Dataset items
=-=-=-=-=

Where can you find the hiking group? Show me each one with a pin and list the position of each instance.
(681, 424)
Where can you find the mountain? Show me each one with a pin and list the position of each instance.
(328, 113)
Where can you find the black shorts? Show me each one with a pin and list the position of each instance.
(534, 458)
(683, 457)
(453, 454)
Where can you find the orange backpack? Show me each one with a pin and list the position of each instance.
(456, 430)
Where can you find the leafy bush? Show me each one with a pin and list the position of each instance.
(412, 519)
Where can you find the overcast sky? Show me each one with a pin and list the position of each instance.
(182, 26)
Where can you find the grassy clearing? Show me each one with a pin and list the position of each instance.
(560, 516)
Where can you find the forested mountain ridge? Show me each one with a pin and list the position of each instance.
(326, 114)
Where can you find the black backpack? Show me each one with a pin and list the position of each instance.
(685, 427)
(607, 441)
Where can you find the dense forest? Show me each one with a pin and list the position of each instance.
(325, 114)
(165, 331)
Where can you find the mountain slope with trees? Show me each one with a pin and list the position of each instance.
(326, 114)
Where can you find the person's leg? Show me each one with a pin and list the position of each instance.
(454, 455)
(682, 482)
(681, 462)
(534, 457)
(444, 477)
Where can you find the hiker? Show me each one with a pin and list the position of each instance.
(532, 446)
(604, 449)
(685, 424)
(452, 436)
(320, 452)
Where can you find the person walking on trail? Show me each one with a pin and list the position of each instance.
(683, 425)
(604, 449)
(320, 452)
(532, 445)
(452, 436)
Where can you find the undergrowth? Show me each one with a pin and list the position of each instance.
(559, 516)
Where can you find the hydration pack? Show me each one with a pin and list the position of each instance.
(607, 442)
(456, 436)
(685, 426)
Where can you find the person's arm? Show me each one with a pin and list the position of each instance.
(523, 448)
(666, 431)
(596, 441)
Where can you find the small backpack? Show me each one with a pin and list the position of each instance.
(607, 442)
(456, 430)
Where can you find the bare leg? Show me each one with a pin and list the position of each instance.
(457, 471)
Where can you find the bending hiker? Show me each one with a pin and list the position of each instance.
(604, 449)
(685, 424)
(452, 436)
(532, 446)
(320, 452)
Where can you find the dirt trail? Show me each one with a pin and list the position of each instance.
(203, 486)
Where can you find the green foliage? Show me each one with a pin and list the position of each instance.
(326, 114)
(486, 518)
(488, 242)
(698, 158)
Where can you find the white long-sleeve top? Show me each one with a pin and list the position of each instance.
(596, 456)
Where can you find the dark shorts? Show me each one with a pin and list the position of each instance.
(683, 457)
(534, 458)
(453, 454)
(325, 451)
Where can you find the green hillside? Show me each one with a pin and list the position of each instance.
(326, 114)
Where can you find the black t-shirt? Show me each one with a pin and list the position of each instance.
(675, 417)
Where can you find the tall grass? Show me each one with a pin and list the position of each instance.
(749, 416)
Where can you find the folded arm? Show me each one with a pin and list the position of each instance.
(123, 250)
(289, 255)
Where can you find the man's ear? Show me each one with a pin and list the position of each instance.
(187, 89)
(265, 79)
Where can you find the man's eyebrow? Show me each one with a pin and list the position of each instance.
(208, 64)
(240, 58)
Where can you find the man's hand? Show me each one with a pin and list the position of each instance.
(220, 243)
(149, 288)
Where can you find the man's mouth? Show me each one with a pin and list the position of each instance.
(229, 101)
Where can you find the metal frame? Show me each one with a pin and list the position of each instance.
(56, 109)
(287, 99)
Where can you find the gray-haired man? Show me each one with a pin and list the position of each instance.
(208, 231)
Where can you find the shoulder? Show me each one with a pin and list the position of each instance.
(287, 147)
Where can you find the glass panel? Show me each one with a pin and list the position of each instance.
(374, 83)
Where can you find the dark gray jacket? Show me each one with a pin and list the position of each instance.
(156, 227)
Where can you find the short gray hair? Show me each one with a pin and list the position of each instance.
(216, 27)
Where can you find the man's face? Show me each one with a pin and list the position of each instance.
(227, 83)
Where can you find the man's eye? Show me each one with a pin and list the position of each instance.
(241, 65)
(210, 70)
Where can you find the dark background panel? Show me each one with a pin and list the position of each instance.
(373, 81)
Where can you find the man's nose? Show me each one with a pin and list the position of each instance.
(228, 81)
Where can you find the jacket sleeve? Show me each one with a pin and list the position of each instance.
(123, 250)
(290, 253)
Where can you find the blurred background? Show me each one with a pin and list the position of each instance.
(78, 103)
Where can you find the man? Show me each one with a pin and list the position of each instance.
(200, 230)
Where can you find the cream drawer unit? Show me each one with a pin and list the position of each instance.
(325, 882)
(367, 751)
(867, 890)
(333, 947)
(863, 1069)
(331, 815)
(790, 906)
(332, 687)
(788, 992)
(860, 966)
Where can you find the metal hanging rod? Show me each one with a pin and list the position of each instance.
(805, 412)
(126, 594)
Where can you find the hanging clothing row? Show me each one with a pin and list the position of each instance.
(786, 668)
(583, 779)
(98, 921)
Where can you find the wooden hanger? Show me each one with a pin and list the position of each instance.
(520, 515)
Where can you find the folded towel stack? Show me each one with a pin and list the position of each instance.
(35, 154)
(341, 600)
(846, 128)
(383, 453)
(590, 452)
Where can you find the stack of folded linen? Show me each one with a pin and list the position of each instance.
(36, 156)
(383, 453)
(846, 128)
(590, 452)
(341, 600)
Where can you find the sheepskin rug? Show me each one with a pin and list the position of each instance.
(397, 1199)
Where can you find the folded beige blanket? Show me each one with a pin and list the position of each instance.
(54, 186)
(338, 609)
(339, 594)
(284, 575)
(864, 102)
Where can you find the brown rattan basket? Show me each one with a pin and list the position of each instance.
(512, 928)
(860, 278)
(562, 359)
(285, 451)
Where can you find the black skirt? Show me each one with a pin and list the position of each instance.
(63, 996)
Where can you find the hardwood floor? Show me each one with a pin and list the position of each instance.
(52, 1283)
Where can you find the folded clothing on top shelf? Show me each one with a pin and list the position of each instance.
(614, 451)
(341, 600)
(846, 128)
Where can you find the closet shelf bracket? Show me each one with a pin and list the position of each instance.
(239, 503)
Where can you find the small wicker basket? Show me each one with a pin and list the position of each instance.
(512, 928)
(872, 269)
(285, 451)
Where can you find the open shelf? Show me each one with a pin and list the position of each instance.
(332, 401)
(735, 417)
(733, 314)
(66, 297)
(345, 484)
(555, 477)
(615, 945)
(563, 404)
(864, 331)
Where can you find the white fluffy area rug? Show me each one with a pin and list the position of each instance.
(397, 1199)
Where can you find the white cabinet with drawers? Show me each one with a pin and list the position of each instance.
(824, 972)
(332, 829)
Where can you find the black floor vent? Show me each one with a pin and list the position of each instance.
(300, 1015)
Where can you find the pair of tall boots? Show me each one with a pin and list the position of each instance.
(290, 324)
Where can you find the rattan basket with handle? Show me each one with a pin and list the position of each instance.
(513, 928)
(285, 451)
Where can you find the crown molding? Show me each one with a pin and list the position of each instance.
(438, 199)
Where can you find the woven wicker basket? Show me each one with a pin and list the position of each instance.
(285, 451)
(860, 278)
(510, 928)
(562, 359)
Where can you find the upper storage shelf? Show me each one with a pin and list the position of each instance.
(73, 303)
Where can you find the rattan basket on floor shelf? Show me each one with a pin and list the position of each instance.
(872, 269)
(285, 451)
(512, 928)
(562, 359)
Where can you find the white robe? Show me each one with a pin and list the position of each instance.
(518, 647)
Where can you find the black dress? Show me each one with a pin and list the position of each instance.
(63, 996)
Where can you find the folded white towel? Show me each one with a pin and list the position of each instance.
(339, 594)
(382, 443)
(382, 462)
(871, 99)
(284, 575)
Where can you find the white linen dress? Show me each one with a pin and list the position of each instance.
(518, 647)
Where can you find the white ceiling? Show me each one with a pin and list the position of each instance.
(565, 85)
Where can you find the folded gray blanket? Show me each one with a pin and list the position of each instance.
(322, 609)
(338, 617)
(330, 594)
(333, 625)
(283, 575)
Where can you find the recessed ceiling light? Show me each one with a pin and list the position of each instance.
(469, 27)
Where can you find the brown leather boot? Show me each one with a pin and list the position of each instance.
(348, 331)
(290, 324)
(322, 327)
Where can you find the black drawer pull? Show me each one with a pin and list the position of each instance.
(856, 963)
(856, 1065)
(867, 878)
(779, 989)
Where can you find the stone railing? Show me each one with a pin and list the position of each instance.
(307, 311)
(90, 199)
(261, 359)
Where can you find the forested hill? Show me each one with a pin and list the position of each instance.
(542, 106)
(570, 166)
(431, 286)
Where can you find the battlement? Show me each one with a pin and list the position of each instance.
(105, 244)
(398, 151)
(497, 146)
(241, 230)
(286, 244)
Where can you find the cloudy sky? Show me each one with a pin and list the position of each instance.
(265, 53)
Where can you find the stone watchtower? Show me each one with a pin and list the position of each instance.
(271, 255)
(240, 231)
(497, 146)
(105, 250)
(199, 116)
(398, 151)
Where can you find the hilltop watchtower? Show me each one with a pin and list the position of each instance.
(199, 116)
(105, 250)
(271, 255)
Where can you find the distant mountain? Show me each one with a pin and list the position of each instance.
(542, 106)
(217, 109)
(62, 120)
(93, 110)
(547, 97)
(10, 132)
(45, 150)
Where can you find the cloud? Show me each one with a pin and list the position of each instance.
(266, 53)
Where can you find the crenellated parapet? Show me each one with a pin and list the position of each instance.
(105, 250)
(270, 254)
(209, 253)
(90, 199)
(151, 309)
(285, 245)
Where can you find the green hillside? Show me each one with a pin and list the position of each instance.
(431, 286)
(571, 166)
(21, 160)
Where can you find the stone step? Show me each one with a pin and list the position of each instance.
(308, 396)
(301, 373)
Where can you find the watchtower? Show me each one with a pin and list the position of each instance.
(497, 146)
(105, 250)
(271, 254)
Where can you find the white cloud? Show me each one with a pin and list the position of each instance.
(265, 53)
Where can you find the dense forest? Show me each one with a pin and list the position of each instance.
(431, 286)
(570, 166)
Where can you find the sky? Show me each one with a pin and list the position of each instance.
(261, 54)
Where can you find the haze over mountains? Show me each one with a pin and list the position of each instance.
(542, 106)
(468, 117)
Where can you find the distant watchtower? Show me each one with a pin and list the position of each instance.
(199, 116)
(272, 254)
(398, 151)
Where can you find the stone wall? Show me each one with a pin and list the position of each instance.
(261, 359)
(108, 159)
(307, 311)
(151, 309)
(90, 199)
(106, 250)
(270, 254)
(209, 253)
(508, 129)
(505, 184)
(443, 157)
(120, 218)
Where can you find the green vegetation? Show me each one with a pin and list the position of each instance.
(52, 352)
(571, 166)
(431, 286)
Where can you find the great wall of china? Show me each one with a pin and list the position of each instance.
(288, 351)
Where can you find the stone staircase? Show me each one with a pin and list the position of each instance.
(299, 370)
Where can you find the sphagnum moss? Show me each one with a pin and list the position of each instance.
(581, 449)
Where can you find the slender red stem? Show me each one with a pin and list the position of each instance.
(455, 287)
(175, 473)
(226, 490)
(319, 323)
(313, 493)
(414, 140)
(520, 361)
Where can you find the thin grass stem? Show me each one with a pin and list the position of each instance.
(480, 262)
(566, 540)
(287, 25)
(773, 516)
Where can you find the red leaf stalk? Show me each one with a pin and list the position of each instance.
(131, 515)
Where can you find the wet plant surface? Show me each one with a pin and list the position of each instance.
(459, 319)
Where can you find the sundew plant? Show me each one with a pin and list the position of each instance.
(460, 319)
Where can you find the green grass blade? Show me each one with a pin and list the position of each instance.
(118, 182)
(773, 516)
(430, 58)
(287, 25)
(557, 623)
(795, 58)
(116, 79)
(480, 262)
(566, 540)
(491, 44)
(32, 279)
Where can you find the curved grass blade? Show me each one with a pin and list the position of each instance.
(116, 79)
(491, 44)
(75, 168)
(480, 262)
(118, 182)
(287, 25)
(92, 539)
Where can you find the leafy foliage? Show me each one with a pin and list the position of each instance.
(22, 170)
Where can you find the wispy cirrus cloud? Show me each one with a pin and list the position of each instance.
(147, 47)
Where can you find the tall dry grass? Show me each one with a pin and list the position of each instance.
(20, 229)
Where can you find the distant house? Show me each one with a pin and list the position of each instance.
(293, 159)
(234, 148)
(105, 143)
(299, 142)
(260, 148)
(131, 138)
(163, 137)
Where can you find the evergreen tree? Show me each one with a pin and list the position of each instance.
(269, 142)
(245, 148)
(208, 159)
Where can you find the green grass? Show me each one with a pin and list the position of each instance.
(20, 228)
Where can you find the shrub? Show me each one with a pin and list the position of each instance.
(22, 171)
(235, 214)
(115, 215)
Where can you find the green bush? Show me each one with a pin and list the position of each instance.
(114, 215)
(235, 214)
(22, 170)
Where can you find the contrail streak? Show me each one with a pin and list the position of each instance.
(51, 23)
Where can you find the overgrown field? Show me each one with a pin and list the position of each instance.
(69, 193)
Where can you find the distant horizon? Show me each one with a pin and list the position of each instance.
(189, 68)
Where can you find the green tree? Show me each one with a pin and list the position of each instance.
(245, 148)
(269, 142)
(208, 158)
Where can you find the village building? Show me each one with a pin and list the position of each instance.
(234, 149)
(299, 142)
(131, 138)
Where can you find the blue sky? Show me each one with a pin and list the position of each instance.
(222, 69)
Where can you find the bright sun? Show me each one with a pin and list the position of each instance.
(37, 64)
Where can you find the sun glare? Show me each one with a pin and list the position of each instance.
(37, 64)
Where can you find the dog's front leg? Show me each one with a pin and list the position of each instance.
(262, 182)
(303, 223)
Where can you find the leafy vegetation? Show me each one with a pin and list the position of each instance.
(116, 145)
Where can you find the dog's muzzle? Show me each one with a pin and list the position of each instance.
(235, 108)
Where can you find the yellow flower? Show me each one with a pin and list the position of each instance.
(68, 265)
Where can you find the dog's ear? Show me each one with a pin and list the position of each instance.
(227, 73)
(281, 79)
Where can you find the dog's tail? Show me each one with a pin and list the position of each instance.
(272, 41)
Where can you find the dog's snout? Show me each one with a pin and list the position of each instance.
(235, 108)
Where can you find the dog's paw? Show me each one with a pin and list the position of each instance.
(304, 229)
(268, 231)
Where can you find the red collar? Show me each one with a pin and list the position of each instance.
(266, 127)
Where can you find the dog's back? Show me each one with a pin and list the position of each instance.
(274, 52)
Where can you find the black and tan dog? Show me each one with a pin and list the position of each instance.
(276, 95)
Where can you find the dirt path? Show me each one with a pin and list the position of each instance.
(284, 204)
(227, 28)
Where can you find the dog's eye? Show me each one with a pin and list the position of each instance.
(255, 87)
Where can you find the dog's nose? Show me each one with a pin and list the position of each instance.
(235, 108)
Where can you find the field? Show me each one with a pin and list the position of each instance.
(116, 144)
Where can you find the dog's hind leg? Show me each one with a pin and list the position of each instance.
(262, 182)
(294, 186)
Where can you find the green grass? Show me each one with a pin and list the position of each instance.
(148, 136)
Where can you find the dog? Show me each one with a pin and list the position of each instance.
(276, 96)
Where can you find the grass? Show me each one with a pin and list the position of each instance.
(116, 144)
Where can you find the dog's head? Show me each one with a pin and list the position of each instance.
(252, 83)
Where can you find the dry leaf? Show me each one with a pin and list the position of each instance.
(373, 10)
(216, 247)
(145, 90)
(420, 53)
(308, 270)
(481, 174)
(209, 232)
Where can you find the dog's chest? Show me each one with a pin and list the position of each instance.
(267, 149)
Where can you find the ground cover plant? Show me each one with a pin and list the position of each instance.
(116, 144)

=-=-=-=-=

# [Problem requirements]
Nothing but the lines from the one with "Where can you find the dry" through the last line of the entries should be repeated, and those exactly.

# [The answer]
Where can you find the dry leaf? Show me each one with a pin and list the position of each instance.
(373, 10)
(216, 247)
(145, 90)
(420, 53)
(308, 270)
(481, 174)
(209, 232)
Where can you find the dog's chest? Show me each one with a pin and list the position of each instance.
(267, 149)
Where can you find the ground cover plant? Show me each one with a pin and list the position of each instance.
(116, 144)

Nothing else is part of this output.